GIVEN PROBLEM A
Select each line of the listing below that includes the word "thin", treating uppercase and lowercase as different.

++++ EXTRACT ++++

This phenomenon — known by a variety of names, including the “above-average effect”, “superiority bias”, “illusory superiority”, and, my personal favorite, the “Lake Wobegon effect” — is manifested in a variety of areas, including bias, popularity, and driving ability. In short, whatever we’re talking about, odds are we think we’re better than most people at it.

One interesting variation on this theme is the Downing effect: according to a series of studies done by C. L. Downing, people with a below-average IQ tend to overestimate their IQ,  while people with an above-average IQ tend to underestimate their IQ. In a similar vein, studies by British psychologist Adrian Furnham suggest that, on average, men are more likely to overestimate their intelligence, while women are more likely to underestimate their IQ. Coincidence? I think not.

More on our inability to tell how smart we are after the jump.

In their influential paper Unskilled and Unaware of It, Justin Kruger and David Dunning set out to test how precisely the above-average effect works, using a series of studies designed to test subjects’ competence in humor, logical reasoning, and English grammar.

What their studies revealed is both intriguing and alarming. Across the board, most participants overestimated their competence relative to their peers in each area. But it was the people at the bottom who took the cake. In the humor study, for instance, participants scoring in the bottom percentile overestimated their abilities by a whopping 46 percentile points. And in all four studies, people in the bottom percentile believed themselves to be above average relative to their peers. In contrast, people scoring in the top quartile tended to underestimate their ability relative to their peers. (Sad to say, the authors reported that gender had no effect whatsoever on the results.)

++++

GIVEN PROBLEM B
In the passage on the above-average effect, by how many percentile points did participants scoring in the bottom percentile of the humor study overestimate their abilities?

++++ EXERCISE DATA ++++

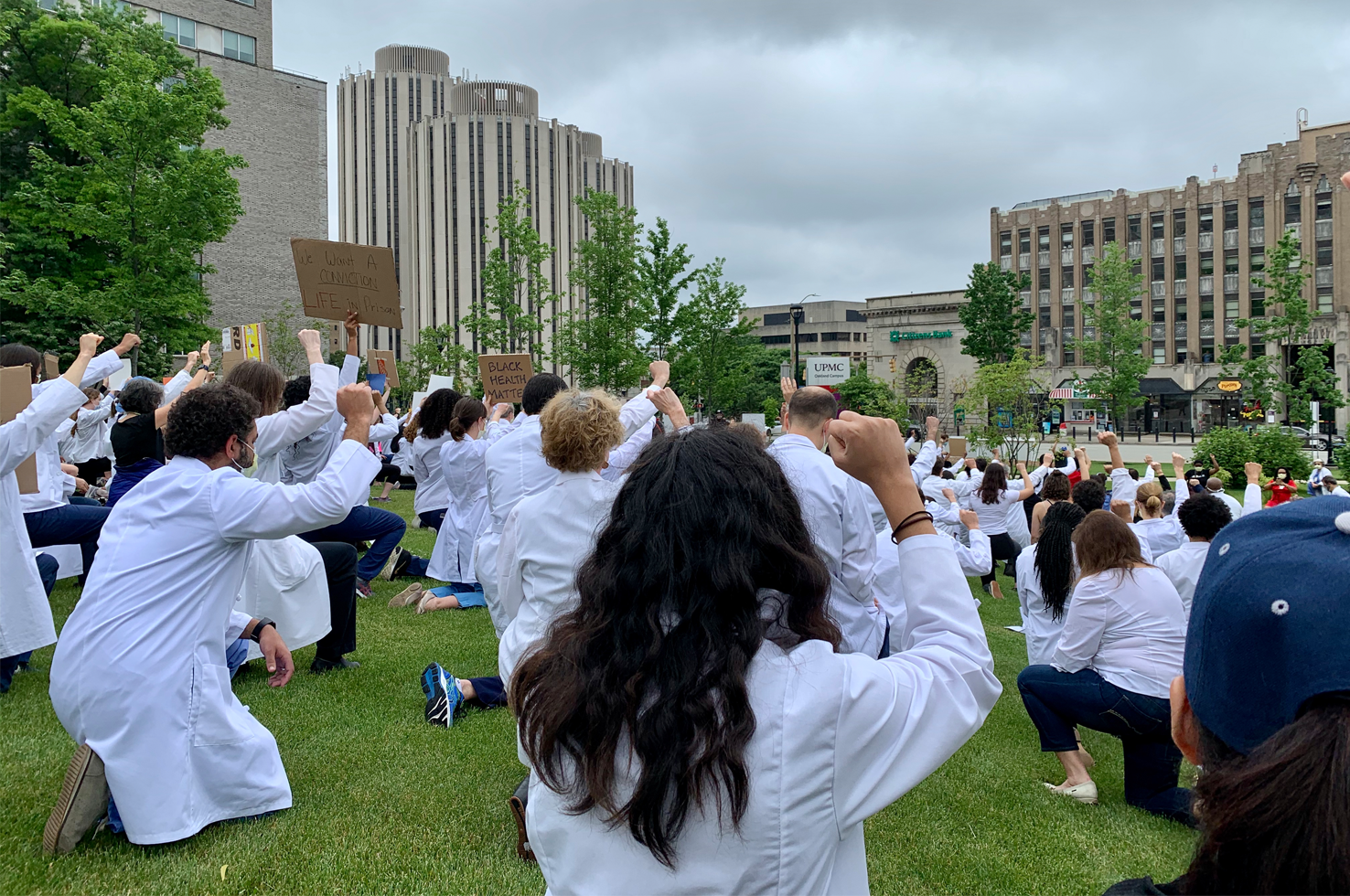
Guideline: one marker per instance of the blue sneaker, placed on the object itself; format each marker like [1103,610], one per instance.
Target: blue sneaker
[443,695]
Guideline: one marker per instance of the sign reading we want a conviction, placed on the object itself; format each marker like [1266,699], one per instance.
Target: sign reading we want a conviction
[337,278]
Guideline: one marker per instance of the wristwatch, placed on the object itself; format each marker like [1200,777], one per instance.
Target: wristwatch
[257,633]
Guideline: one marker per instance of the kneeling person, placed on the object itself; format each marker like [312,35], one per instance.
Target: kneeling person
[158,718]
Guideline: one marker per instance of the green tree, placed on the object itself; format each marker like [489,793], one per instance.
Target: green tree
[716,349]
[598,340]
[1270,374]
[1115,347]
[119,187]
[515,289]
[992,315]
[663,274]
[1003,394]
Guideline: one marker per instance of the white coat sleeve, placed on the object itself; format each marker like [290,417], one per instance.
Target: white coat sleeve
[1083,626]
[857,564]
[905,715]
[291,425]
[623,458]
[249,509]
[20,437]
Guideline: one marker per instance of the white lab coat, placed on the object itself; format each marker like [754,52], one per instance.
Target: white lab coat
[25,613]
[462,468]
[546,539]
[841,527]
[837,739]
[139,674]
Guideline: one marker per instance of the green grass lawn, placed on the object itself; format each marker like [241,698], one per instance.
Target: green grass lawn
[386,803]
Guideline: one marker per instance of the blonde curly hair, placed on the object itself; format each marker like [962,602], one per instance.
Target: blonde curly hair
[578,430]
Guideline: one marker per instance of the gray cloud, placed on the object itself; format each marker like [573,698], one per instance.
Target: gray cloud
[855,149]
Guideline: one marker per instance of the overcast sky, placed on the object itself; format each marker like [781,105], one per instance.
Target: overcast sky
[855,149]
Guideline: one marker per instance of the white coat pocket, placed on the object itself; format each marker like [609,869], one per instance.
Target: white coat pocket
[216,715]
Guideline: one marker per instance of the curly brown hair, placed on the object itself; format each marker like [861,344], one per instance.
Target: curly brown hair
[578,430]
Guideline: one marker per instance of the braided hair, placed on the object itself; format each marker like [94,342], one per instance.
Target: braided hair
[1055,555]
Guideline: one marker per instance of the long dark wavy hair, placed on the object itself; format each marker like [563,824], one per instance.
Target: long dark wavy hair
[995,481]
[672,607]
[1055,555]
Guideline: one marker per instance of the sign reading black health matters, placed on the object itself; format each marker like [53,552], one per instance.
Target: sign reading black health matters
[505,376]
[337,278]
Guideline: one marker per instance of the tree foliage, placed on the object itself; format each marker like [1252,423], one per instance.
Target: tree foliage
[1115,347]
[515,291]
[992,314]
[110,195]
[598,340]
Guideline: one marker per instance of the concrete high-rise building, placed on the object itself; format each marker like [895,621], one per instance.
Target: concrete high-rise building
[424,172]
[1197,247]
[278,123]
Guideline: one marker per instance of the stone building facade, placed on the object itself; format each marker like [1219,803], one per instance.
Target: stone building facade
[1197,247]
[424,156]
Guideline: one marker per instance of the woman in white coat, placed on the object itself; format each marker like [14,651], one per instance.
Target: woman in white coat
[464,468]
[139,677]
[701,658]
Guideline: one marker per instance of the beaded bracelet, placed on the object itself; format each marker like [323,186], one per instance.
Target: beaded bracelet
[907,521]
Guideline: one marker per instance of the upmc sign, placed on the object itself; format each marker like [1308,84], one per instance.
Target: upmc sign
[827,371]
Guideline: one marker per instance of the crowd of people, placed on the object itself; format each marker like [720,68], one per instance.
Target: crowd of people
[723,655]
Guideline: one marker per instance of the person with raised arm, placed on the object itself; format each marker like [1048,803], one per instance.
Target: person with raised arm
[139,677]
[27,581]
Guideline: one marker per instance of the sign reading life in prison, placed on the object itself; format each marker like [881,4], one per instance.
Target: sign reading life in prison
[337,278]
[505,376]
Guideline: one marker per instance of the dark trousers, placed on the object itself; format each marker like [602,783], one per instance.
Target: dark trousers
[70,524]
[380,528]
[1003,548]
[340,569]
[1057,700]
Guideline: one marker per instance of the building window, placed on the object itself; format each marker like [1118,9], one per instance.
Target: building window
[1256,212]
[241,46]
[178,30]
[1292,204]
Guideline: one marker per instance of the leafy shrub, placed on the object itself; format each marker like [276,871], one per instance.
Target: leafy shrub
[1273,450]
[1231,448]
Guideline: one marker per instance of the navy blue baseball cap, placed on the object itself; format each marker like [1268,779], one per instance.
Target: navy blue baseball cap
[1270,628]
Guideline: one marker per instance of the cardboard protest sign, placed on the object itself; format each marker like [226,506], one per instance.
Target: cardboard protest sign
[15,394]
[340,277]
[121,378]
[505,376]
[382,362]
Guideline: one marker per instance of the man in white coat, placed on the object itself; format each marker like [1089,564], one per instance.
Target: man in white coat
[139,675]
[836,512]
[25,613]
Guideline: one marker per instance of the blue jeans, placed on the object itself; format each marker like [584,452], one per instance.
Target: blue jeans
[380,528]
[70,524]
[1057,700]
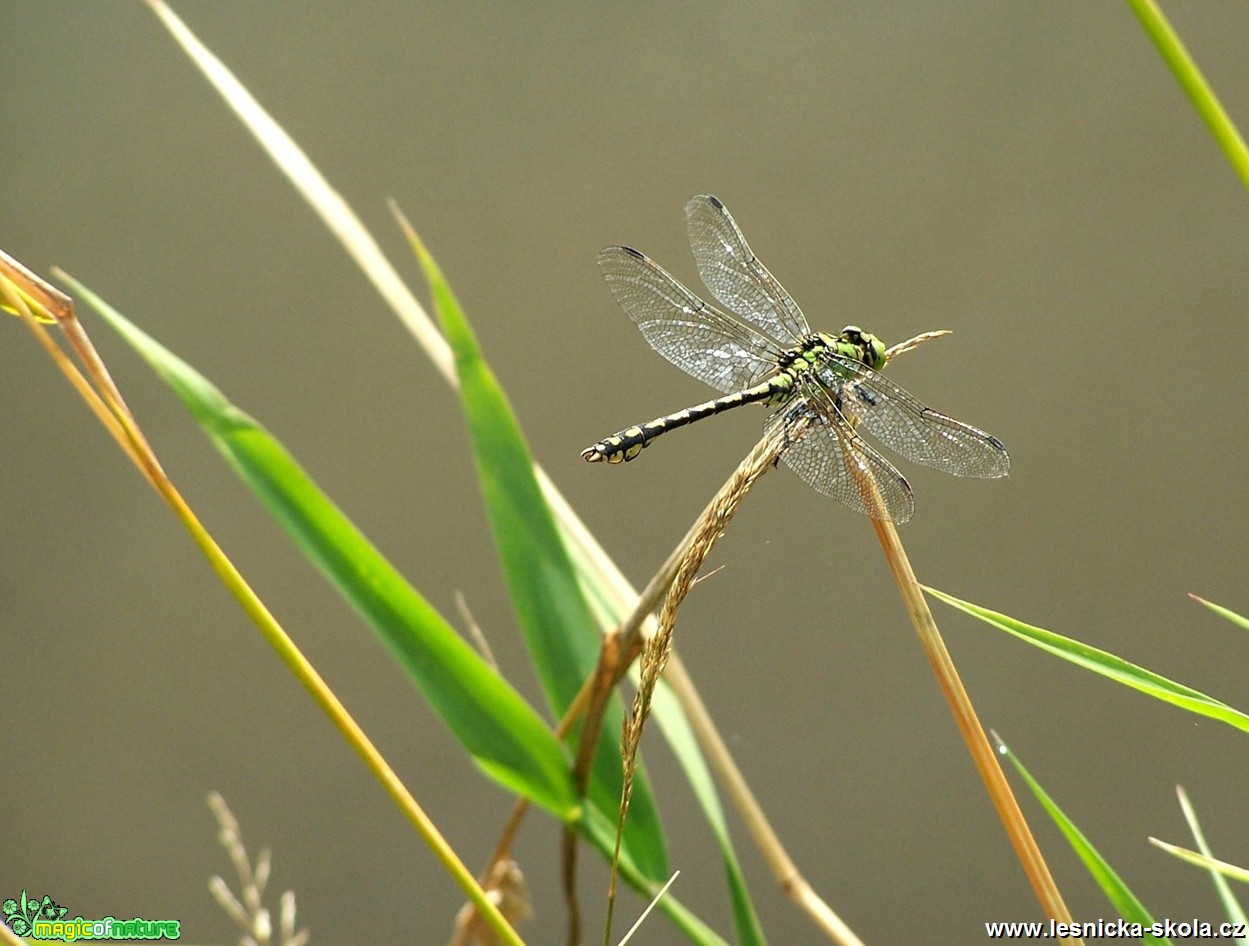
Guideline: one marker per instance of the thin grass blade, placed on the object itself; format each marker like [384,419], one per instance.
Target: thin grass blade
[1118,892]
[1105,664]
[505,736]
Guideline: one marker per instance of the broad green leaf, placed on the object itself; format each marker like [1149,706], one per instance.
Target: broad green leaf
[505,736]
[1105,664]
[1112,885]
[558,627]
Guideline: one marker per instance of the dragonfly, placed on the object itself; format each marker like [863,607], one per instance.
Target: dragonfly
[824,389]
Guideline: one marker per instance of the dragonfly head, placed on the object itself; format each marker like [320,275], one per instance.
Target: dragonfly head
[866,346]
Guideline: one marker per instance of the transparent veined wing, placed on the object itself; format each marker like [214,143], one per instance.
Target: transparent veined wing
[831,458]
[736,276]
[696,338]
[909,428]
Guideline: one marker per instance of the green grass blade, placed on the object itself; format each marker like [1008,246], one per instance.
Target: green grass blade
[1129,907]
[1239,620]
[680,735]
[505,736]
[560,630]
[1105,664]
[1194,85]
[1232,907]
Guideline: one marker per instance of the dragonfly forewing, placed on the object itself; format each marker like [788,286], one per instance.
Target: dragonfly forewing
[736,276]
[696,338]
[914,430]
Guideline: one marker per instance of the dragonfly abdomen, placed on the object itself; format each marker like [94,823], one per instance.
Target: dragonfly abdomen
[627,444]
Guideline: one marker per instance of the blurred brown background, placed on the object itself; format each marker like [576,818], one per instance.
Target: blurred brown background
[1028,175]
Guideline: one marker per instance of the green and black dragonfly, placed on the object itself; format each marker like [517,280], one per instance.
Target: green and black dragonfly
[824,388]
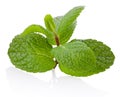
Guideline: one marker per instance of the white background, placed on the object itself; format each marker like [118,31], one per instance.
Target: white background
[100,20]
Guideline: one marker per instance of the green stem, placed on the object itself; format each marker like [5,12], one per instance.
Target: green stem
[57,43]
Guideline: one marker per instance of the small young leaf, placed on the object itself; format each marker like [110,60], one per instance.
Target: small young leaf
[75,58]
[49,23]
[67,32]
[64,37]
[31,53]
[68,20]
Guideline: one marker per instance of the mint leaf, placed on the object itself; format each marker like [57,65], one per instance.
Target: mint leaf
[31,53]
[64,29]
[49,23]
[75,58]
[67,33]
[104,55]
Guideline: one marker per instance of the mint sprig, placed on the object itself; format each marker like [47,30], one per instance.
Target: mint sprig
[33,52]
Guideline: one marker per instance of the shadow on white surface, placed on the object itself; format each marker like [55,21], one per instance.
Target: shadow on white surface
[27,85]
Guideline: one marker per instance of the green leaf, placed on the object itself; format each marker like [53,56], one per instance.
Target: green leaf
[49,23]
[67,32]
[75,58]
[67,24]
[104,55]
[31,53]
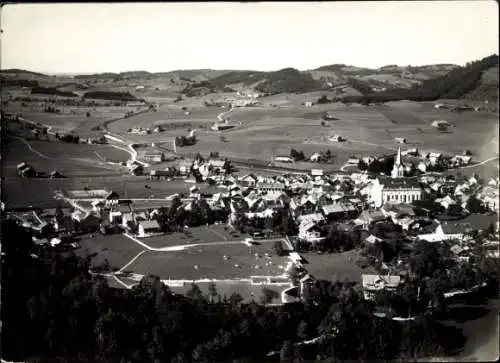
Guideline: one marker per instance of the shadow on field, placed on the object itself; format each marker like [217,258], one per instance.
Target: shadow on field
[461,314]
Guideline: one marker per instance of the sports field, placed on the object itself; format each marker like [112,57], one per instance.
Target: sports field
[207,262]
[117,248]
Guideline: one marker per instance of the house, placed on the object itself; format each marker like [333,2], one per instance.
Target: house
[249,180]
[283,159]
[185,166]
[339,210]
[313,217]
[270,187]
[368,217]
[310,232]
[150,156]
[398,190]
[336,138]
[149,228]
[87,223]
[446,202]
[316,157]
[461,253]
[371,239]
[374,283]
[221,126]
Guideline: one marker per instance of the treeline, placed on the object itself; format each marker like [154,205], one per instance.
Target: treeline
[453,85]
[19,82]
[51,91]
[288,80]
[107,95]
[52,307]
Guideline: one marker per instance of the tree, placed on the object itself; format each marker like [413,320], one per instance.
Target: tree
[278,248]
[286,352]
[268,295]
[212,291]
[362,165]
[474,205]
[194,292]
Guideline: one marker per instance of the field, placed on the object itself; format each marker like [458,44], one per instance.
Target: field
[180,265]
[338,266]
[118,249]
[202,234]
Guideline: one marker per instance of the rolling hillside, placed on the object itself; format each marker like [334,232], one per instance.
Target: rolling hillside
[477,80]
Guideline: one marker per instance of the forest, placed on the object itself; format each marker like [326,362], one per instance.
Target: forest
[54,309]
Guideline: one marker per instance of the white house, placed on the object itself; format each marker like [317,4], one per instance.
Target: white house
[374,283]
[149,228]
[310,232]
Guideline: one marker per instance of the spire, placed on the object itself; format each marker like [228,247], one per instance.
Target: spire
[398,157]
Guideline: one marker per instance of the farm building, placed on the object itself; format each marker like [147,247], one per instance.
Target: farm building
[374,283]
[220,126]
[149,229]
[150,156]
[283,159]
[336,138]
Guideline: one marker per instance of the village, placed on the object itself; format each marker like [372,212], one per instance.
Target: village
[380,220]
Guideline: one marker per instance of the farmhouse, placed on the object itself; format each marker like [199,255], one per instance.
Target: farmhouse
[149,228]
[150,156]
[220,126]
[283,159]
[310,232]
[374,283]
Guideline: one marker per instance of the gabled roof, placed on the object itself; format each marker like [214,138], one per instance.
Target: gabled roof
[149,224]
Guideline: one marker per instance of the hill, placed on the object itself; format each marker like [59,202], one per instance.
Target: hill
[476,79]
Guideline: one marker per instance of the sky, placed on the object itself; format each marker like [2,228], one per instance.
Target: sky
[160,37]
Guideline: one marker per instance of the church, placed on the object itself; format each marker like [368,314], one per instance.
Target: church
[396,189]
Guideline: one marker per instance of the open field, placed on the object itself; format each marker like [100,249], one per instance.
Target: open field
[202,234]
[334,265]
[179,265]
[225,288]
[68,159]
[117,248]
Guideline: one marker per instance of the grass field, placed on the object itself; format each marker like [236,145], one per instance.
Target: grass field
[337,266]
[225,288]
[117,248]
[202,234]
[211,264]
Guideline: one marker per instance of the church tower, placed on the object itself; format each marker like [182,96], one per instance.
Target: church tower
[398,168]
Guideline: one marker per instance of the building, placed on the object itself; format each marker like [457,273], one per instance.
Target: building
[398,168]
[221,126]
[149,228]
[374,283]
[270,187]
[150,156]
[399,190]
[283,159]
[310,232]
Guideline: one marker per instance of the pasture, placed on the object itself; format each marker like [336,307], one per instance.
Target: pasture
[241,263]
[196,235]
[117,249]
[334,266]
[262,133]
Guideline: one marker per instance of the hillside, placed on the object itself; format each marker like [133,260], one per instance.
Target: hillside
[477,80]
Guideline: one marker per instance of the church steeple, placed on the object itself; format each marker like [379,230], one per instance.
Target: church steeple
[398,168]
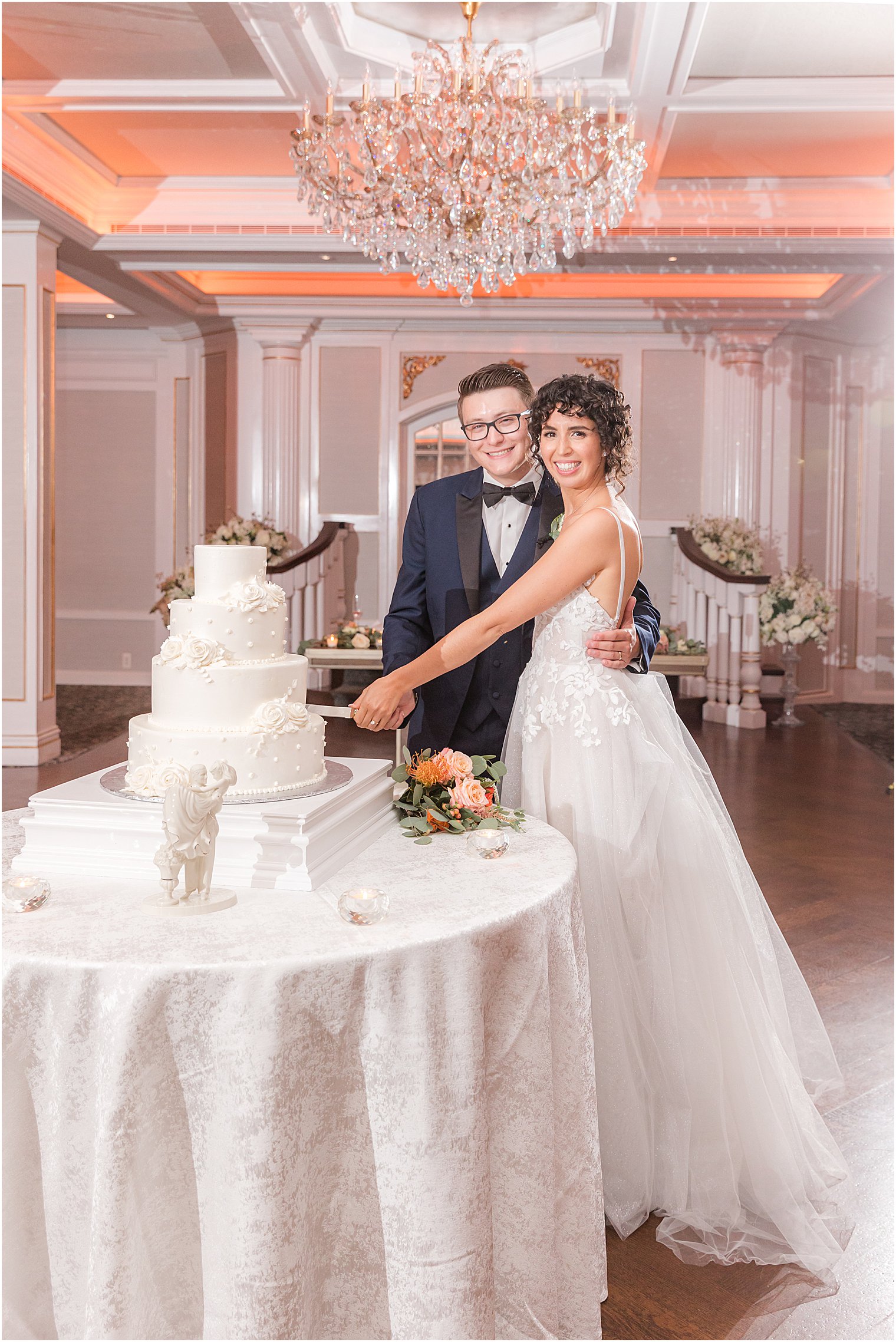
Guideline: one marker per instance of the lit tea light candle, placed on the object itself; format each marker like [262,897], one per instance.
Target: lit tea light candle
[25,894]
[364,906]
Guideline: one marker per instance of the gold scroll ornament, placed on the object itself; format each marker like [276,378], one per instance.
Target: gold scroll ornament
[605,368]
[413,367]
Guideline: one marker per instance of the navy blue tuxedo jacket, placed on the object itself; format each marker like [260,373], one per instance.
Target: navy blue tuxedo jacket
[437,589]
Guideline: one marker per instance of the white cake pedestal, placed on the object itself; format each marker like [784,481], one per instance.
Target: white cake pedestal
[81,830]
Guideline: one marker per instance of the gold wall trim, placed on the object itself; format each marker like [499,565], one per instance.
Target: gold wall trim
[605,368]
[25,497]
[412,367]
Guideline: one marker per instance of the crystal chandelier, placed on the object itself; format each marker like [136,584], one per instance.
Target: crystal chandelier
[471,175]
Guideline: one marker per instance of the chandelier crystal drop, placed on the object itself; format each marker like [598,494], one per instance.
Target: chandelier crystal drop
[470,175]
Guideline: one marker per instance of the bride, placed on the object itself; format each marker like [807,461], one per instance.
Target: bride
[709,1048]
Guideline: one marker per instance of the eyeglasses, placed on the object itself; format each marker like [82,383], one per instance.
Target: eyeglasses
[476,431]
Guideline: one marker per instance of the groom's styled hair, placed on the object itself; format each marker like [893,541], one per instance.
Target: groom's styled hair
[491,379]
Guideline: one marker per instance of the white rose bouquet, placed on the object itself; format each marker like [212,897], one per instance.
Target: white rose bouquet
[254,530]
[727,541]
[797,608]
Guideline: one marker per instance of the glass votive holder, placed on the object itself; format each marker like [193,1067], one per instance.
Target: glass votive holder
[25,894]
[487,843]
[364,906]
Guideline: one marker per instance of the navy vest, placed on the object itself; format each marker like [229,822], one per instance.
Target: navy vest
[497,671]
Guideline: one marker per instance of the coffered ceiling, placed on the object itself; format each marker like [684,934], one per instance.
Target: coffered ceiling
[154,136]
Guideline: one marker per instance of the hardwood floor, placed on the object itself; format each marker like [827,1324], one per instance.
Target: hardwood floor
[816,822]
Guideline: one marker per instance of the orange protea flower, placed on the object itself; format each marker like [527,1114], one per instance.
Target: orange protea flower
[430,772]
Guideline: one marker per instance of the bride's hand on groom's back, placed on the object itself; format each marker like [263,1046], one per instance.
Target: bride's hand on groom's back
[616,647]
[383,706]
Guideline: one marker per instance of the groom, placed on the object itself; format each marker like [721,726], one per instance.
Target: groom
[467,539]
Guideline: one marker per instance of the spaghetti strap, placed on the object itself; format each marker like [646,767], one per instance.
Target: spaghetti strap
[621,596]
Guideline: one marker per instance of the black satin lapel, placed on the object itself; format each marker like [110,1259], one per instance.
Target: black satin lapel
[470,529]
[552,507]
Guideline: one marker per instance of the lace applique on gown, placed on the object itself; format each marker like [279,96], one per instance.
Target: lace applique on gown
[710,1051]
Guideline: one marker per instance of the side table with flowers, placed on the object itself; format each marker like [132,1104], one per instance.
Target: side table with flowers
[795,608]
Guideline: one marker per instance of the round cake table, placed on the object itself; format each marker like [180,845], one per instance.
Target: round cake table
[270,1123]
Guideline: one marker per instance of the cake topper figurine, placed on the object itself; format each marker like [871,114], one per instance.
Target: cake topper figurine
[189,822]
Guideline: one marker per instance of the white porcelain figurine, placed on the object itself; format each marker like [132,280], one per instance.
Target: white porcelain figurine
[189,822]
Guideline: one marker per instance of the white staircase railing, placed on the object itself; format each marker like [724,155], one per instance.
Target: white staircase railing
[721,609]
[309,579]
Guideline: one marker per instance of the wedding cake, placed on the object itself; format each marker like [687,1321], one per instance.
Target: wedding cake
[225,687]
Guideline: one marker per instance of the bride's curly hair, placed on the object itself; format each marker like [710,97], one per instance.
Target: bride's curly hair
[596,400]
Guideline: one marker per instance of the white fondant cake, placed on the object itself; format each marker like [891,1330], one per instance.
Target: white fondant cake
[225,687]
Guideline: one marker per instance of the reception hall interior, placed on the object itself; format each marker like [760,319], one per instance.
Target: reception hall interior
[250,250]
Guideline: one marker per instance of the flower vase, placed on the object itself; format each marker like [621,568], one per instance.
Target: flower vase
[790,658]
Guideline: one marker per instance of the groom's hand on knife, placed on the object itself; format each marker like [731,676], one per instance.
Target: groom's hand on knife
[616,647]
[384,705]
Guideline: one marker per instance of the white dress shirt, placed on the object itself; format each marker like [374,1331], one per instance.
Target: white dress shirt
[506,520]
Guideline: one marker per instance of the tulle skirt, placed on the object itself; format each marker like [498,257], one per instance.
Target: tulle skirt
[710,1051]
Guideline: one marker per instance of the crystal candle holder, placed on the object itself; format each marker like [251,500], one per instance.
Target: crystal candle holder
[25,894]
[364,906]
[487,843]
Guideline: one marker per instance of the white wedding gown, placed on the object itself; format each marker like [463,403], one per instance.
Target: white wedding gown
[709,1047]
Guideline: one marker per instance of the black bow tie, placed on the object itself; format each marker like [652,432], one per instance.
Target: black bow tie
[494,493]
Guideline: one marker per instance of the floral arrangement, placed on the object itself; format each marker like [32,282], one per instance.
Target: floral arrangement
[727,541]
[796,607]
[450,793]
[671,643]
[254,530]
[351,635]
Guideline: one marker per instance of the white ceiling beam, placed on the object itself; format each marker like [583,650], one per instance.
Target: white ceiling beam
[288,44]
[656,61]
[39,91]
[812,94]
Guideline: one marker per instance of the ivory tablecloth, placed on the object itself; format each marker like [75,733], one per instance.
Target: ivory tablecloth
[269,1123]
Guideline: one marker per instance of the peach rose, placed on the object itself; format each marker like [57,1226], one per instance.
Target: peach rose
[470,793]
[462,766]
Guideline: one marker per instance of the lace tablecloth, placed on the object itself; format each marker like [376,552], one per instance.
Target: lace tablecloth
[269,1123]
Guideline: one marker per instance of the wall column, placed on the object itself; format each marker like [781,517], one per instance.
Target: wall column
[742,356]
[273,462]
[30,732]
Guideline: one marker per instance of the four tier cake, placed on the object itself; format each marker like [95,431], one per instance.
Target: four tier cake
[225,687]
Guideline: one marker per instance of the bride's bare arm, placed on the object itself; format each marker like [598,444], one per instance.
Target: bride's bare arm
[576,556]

++++

WORKED SOLUTION A
Guideline: one marker per instance of the thin grass blade, placed on the object itself; format each marker like [384,419], one per instance.
Target: thin grass blade

WORKED SOLUTION B
By 46 percentile points.